(SELECTED EXCERPT):
▼
For decades, the successful East Devon Boot and Shoe factory (also known as Thorn Brothers and Doble)  occupied a 5,300 square foot site behind the Clarence Temperance Hotel in Honiton High Steet.

Curator of Honiton Museum Margaret Lewis writes for the Herald.

The proprietors were brothers Richard and Walter Thorn and William C. Doble. The property comprised of  three floors, a finishing room, press machine,  stores, packing and engine rooms, counting house with a good supply of water and entrances from Kings Street and the High Street

The company advertised for skilled workers and machinists for bespoke work and offered good wages and permanent employment. They entertained over three hundred of their employees and their families at annual teas held in the Dolphin. The music was supplied by the factory’s own band and the Congregational String Band.

The Factories and Workshops Act required that every child under 16 years of age had to be  certified by a medical man as fit to be employed – in Honiton that was Dr Shortridge. The company fell foul of the factory inspector and were taken to court on several occasions for employing children without a certificate. Emma Harvey, a machinist handed in one months’ notice. Two weeks later the factory manager Tom Branson told Emma  that her services were no longer required. Emma still had a fortnight to serve so an argument ensued  and when  Branson was evicting Emma  from the premises, he pushed her and closed  a door on her arm. A fine of £1 1shilling was imposed by the court.
▲
(EXPLORE THE MATERIAL):
(A) In the piece on the East Devon Boot and Shoe factory, who certified children under 16 as fit to be employed in Honiton?
(B) Say whether each statement agrees with the piece on the East Devon Boot and Shoe factory: (i) the property could be entered from Kings Street; (ii) the annual teas for employees were held at the Clarence Temperance Hotel; (iii) Tom Branson was the factory manager.
(C) Carry on the piece about the East Devon Boot and Shoe factory from its last sentence.

(SUPPLIED ENTRIES):
▼
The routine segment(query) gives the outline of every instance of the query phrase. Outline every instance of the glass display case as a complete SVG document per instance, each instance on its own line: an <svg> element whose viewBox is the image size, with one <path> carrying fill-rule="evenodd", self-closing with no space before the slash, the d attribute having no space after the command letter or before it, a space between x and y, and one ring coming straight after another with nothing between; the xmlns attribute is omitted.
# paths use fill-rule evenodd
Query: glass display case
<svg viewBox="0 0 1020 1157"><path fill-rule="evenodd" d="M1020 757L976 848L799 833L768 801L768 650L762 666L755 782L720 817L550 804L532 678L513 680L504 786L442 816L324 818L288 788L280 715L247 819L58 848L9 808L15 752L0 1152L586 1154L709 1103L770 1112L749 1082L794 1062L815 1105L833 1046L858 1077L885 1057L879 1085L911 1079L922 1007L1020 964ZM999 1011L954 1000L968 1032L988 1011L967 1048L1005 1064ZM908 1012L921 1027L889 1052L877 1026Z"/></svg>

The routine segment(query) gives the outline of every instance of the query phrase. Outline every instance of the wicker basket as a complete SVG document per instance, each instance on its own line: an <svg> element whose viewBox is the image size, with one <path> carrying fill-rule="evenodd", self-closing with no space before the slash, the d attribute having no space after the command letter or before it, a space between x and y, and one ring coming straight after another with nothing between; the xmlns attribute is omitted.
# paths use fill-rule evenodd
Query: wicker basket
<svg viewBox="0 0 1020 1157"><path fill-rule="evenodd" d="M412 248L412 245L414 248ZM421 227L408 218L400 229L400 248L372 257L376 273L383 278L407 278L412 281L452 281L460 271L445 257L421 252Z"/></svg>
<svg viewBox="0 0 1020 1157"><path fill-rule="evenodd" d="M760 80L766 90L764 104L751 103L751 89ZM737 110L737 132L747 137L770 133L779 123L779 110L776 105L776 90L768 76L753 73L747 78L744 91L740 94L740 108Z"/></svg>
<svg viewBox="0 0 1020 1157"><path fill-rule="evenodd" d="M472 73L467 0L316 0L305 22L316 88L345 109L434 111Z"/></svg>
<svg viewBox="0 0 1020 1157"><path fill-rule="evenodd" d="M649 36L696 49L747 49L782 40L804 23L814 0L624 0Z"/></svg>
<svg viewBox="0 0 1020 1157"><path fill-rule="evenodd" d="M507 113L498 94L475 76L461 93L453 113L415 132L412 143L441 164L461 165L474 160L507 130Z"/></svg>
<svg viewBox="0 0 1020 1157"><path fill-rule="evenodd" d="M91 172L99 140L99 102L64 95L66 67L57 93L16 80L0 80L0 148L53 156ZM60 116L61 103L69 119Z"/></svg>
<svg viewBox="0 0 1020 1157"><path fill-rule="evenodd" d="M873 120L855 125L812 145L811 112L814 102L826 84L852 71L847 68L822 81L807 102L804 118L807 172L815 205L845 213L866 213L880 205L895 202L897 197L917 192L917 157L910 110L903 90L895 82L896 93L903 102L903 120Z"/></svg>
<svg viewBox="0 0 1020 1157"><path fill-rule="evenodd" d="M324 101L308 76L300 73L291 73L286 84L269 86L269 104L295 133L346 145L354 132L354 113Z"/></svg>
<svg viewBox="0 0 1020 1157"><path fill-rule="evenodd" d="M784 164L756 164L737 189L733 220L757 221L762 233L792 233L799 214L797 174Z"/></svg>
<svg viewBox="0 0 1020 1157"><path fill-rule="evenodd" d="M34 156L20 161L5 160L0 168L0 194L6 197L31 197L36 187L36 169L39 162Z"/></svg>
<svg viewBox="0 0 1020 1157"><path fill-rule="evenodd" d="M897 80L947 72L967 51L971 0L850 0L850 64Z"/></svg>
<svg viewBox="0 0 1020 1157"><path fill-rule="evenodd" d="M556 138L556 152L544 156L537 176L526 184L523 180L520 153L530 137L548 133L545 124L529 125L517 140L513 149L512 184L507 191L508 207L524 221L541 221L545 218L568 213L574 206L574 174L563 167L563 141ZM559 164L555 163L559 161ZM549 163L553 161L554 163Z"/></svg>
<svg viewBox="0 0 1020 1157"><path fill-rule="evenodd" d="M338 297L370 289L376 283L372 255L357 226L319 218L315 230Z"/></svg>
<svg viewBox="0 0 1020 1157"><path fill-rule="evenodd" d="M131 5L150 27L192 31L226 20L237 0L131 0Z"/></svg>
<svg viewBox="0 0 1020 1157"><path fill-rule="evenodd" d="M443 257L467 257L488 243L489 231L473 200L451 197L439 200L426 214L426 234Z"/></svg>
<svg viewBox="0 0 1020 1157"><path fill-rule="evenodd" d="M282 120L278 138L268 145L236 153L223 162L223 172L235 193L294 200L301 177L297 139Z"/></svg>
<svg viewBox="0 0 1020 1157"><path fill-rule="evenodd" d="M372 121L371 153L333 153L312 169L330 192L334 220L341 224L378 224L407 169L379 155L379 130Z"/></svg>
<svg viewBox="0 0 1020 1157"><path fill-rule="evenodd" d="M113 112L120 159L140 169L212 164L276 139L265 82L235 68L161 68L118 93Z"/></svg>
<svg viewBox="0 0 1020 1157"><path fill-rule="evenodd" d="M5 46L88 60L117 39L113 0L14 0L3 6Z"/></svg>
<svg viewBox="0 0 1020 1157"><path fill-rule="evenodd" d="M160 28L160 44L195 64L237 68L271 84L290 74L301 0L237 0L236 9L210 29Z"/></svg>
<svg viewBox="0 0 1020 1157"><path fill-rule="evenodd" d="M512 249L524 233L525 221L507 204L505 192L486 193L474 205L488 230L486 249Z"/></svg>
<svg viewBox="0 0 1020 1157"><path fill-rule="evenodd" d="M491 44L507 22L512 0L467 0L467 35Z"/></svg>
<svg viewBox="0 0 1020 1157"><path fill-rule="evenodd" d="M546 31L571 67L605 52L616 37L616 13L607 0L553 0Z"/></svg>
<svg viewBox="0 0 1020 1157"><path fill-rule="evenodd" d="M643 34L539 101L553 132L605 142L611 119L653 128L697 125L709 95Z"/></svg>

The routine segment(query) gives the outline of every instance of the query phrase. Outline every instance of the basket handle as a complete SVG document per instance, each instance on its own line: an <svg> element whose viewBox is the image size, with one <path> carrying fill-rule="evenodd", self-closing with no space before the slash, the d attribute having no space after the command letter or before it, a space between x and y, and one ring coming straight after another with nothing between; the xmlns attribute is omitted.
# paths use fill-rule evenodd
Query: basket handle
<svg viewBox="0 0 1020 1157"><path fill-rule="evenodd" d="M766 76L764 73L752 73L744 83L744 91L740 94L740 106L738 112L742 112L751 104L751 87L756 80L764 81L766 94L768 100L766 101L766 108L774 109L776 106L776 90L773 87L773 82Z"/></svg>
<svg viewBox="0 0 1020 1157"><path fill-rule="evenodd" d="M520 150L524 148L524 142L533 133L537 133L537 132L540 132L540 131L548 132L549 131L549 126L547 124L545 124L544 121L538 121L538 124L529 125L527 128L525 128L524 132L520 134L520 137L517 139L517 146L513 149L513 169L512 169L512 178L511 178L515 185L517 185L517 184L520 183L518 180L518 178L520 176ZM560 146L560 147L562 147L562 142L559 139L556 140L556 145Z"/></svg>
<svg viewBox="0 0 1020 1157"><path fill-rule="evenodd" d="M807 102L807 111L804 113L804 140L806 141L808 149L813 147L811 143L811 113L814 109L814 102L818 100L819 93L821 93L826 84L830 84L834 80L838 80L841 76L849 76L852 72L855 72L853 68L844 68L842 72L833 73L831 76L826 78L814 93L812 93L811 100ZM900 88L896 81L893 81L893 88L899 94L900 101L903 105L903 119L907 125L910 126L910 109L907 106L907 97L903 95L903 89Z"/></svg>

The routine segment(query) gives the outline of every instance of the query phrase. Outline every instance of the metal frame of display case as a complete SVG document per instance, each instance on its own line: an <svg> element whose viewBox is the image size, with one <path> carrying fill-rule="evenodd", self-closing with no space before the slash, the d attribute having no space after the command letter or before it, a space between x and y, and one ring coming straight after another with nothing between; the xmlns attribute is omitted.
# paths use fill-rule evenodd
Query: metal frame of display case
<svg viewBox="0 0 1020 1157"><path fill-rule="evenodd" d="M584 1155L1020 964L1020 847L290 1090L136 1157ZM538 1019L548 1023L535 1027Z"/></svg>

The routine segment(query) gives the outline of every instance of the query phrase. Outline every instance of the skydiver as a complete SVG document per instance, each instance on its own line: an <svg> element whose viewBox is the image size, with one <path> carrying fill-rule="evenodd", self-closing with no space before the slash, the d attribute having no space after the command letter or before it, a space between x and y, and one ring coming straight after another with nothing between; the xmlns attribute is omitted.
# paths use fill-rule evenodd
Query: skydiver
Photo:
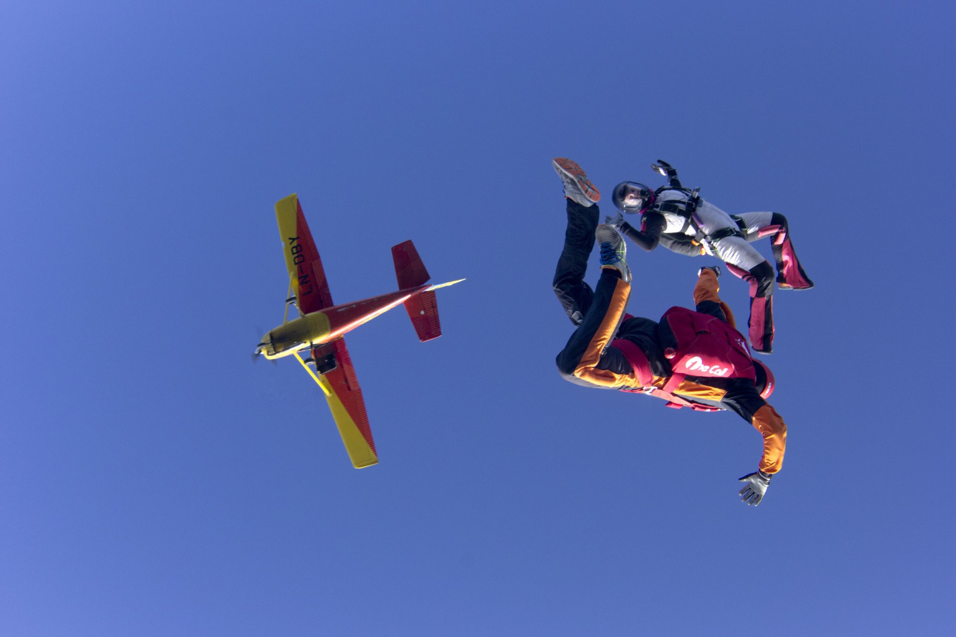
▲
(ANSWERS GIVEN):
(A) Dr Shortridge.

(B)
(i) Yes: "entrances from Kings Street and the High Street"
(ii) No: "annual teas held in the Dolphin"
(iii) Yes: "the factory manager Tom Branson"

(C)
In 1880 a fourteen year old employee Henry Moore stabbed shoemaker William Crispin in the thigh during a scuffle which got out of hand. Henry  was sent for trial in Exeter, found guilty and sentenced to four months imprisonment with hard labour.

The factory was sold in 1894. Walter Thorn moved to Exmouth and worked as a waiter for a while for his brother James who ran the Temperance Hotel. Walter later owned two  dairies in Exmouth. Richard Thorn and his wife emigrated to America, arriving  in New York in 1903. They moved to Montgomery Avenue Philadelphia where Richard continued to make and repair shoes until he died there in 1925. William Doble retired from the business and  lived with his daughter and son in law at Highfield. He continued to make boots for Robert Kenwood, a retail boot factor until ten days before he died in 1931, aged 83.